Task to carry out: This exercise calls for printing every record exactly once more.

Supplied information:
········

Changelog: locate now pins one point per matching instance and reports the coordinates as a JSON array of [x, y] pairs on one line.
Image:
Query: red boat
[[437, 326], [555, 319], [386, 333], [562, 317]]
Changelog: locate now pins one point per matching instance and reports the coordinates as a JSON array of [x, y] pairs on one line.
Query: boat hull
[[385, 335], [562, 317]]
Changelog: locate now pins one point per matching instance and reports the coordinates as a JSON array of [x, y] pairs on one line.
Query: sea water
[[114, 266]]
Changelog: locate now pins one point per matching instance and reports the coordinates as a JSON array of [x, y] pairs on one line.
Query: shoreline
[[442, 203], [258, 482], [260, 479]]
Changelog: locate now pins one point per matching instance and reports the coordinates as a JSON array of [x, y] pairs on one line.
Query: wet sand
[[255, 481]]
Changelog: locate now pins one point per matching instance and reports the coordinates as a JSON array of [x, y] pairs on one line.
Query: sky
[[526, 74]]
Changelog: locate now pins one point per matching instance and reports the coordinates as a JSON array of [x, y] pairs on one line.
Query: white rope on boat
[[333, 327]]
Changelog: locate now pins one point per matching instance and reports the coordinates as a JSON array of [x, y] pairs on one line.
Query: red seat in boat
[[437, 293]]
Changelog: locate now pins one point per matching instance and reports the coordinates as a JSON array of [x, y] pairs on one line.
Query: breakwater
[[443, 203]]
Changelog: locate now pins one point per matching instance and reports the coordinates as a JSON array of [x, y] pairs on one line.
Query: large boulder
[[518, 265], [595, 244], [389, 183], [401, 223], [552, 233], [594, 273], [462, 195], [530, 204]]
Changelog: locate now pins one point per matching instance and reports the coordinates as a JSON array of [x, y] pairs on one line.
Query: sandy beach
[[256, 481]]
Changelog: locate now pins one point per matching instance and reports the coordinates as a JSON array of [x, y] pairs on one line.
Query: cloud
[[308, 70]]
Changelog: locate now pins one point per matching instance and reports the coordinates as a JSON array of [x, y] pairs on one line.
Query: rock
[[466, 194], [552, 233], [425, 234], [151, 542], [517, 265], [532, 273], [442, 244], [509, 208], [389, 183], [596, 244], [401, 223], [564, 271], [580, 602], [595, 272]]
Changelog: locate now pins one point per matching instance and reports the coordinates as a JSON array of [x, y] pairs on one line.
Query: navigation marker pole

········

Answer for this exercise:
Changelog: locate now pins one point per matching instance and reports the coordinates as a JSON array of [x, y] pairs on one line.
Image:
Query: red boat
[[437, 326], [555, 319], [386, 333], [562, 317]]
Changelog: locate now pins one point per matching instance and reports the coordinates as a JSON array of [x, y] pairs on one line.
Query: boat hull
[[385, 335], [562, 317]]
Changelog: locate now pins one point per matching instance and reports the coordinates as a JSON array of [x, y] pairs on one line.
Query: sea water
[[114, 266]]
Changelog: locate now pins one point per matching instance and reports the coordinates as a JSON array of [x, y] pairs on one line.
Query: shoreline
[[442, 203], [258, 482], [260, 479]]
Changelog: locate now pins one point per matching instance and reports the coordinates as a JSON array of [x, y] pairs on one line.
Query: wet sand
[[255, 481]]
Changelog: locate now pins one point per matching instance and reports the coordinates as a JSON array of [x, y] pairs on one line.
Query: sky
[[526, 74]]
Changelog: locate now pins one point per matching instance and reports the coordinates as a JSON array of [x, y] pairs on one line.
Query: white rope on boat
[[333, 327]]
Changelog: locate now pins one point per matching instance and reports the coordinates as a JSON array of [x, y] pairs on one line.
Query: red seat in boat
[[437, 293]]
Changelog: locate now pins one point per matching instance and reports the coordinates as a JSON array of [x, y] pairs on one line.
Query: breakwater
[[443, 203]]
Changelog: locate now pins one point per matching instance and reports the coordinates as a JSON array of [x, y] pairs on one line.
Query: large boulder
[[518, 265], [595, 244], [389, 183], [401, 223], [552, 233], [594, 273], [462, 195], [530, 204]]
Changelog: locate now pins one point per matching instance and reports the coordinates as a JSON array of [x, y] pairs on one line.
Query: sandy beach
[[256, 481]]
Changelog: locate now pins one point per matching instance and reports the coordinates as a JSON array of [x, y] pairs on one line.
Query: cloud
[[308, 70]]
Changelog: locate now pins one point per matching instance and reports the coordinates as a JSON array of [x, y] pairs on one line.
Query: rock
[[466, 194], [552, 233], [425, 234], [151, 542], [517, 265], [532, 273], [442, 244], [509, 208], [389, 183], [596, 244], [401, 223], [564, 271], [580, 602], [595, 272]]
Changelog: locate now pins one point per matching instance and reports the coordinates as a JSON array of [x, y] pairs on one line.
Query: navigation marker pole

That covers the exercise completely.